▸ About this exercise:
Give back the whole listing below exactly.

▸ Entries supplied:
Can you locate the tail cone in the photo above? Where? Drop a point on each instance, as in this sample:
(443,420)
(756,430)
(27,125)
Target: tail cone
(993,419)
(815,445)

▸ Exercise output:
Can you locate the tail cone in the photo above? Where? Drop a point on each instance, as in this sample:
(443,420)
(756,430)
(27,125)
Target: tail cone
(993,419)
(815,445)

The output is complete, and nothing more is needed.